--- Problem ---
An exact, picture-free copy of the listing is required.

--- The data ---
------
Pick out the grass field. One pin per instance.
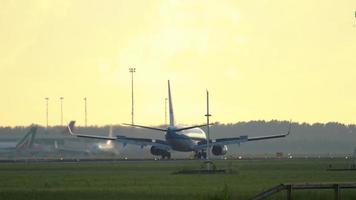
(156, 179)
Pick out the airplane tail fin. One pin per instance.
(171, 113)
(70, 128)
(110, 131)
(28, 140)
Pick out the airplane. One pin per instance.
(99, 147)
(178, 138)
(25, 144)
(107, 147)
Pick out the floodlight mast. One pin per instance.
(208, 115)
(85, 112)
(132, 71)
(46, 112)
(61, 98)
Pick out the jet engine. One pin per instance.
(157, 151)
(219, 150)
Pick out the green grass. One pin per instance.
(155, 180)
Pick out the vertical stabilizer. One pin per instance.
(171, 114)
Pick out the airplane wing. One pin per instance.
(241, 139)
(123, 139)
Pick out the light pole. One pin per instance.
(61, 98)
(85, 111)
(46, 112)
(132, 71)
(165, 111)
(208, 115)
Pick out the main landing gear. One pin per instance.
(166, 156)
(200, 155)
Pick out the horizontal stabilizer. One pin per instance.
(146, 127)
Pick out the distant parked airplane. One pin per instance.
(25, 144)
(184, 139)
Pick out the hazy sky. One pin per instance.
(259, 59)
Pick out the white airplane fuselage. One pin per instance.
(185, 140)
------
--- Task solution ---
Pick out the grass field. One pin per instance.
(156, 179)
Pick out the airplane tail fin. One pin per instance.
(171, 113)
(70, 128)
(110, 131)
(28, 140)
Pick out the airplane. One pin per instance.
(99, 147)
(178, 138)
(25, 144)
(107, 147)
Pick out the floodlight mast. One pin per instance.
(208, 115)
(85, 112)
(132, 71)
(46, 112)
(61, 98)
Pick out the jet engine. One pin per instance.
(157, 151)
(219, 150)
Pick out the green grass. One pin per instance.
(155, 180)
Pick out the vertical stabilizer. One pin per instance.
(171, 114)
Pick out the airplane wing. One pin per instance.
(241, 139)
(123, 139)
Pick out the light pole. One pin per instance.
(61, 98)
(85, 111)
(46, 112)
(132, 71)
(165, 111)
(208, 115)
Pick out the main landing gear. One pin per instance.
(166, 156)
(200, 155)
Pick out the horizontal stabilizer. One pin per instance.
(146, 127)
Pick out the distant parked airplane. One pin per instance.
(25, 144)
(184, 139)
Pick out the hazy sky. One pin per instance.
(259, 59)
Pick out the white airplane fuselage. One pin per instance.
(185, 140)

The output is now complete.